§ **Passage**
== Segment start ==
Any compensation paid to an officer, director or trustee must be reported in Part VII of Form 990. The top management official and the top financial official are considered to be officers of the organization so their compensation must be reported, regardless of the amount. In addition, Part VII should disclose the compensation of “Key Employees” (certain employees other than officers whose compensation is greater than $150,000). Part VII also requires that the five highest paid employees, other than those already listed, with compensation in excess of $100,000 be disclosed. In addition, each of the organization’s current officers, directors, trustees, key employees, and five highest compensated employees whose compensation is greater than $150,000 must report their compensation on Schedule J of the Form 990.
Compensation reflected on Part VII is for the calendar year, regardless of the organization’s fiscal year. Reportable compensation reflected in column D should agree to what was reported on box 1 or 5 (whichever is higher) on Form W-2 or box 7 of Form 1099-Misc. Compensation reflected as officer compensation on Part IX should be based on the organization’s fiscal year; therefore, compensation reported will be different on Part VII and Part IX if an organization’s fiscal year is not the calendar year.
== Segment end ==
§ **Activity list**
- A) From the passage on Form 990 compensation reporting, list every position or group of people whose compensation it says must be reported in Part VII.
- B) According to the passage on Form 990 compensation reporting, which Form W-2 figure should reportable compensation in column D of Part VII agree to?
- C) Please carry the passage on Form 990 compensation reporting forward from its final sentence.

Dataset excerpts
== Segment start ==
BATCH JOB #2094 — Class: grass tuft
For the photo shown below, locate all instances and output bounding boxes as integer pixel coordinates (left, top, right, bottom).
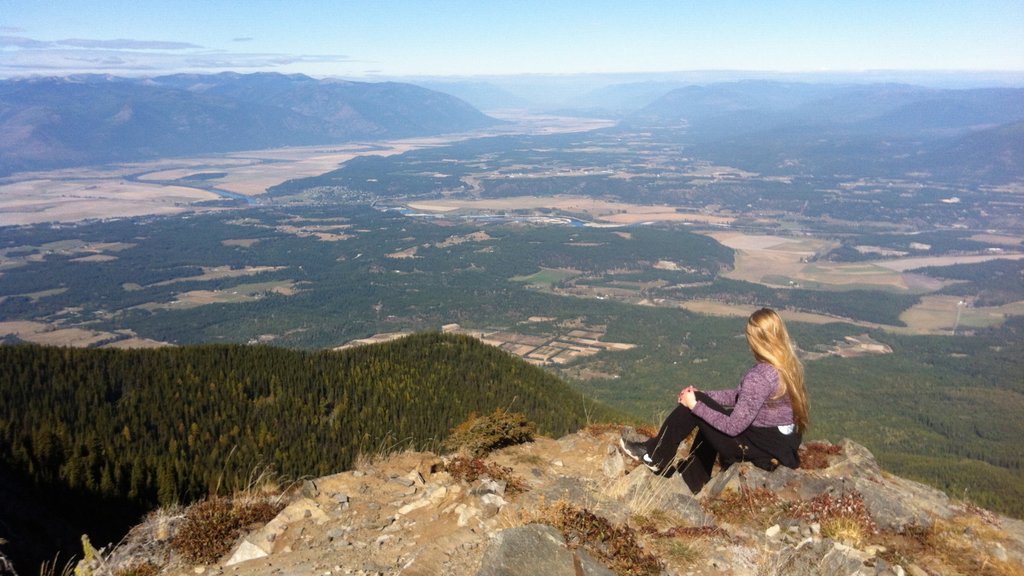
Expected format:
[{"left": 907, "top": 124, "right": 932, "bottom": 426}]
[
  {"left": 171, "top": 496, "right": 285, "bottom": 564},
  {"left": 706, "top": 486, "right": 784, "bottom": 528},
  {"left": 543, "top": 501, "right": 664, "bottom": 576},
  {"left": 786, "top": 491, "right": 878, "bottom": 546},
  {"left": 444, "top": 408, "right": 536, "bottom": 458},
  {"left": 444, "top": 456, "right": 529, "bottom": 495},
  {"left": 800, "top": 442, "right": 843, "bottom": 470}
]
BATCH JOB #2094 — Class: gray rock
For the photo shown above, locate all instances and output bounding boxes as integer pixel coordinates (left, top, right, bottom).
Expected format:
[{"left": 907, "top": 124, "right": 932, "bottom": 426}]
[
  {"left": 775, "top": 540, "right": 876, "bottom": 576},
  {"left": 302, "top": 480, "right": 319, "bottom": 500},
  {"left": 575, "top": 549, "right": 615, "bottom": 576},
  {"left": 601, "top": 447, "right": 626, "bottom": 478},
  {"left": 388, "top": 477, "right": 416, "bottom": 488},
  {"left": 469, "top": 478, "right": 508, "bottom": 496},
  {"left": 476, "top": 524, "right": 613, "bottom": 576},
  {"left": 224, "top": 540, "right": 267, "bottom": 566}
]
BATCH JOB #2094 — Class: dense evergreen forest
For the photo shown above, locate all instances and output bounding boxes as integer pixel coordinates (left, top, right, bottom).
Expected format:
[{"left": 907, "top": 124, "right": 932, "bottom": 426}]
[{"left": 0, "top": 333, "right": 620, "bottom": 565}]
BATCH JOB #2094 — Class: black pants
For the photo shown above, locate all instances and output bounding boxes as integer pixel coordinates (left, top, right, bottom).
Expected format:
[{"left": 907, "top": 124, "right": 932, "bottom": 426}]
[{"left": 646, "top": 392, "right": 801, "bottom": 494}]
== Segment end ==
== Segment start ==
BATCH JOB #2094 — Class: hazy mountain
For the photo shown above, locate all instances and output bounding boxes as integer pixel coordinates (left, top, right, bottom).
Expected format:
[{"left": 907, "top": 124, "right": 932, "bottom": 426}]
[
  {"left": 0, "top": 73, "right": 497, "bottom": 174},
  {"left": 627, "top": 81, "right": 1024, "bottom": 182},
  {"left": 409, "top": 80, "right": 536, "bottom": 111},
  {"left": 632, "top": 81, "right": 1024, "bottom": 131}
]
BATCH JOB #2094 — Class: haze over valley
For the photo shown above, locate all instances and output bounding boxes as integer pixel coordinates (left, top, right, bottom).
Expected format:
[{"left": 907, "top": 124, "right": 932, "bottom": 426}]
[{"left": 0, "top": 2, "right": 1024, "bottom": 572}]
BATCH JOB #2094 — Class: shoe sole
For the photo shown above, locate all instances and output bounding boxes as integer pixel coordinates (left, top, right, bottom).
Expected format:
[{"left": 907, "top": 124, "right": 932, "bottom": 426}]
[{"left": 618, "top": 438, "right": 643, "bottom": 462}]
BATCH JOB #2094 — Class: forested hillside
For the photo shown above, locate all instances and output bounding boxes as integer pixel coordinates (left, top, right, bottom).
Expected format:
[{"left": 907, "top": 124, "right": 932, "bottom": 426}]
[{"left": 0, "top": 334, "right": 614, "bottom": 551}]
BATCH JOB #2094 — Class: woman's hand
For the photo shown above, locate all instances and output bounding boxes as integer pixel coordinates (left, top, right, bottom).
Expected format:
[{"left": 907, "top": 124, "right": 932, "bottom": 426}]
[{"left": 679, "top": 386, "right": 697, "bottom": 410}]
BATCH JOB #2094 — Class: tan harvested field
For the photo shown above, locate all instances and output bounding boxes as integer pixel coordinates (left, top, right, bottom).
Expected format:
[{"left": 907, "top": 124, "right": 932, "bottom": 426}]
== Segment end ==
§ **Answers to the exercise**
- A)
- Officers
- Directors
- Trustees
- The top management official
- The top financial official
- Key employees (employees other than officers with compensation greater than $150,000)
- The five highest paid employees not already listed, with compensation over $100,000

- B) Box 1 or box 5 of Form W-2, whichever is higher.

- C)
The first step is to set-up the not-for-profit entity under state law. Most not-for-profit entities are corporations formed under the not-for-profit provisions of state law. Check with your state’s Secretary of State to determine the specific filing requirements that are applicable. Most registration filings include the organization’s articles of incorporation and bylaws. You should consider consulting an attorney to have these documents drafted. Most states also have annual report filing requirements which must be met to maintain legal status.
Once the organization is created under state law, consideration needs to be given to obtaining federal and state income tax exemptions. This process is different depending on the type of not-for-profit corporation. For example if the not-for-profit organization desires federal income tax exemption as a Section 501(c)(3) organization (charity, school, hospital, etc.), it must file Form 1023 with the Internal Revenue Service. Other organizations use Form 1024 to obtain federal income tax exemption. For some types of organizations, filing Form 1024 is required. For example, Section 501(c)(9) Voluntary Employee Benefit Associations and Section 501(c)(17) Supplemental Unemployment Benefit Programs, among others, must file Form 1024 to obtain exempt status. In contrast, other types of organizations merely need to follow the rules related to their type of organization to be tax-exempt. These organizations may file Form 1024 to receive a confirmation that the IRS agrees that they qualify for tax exemption.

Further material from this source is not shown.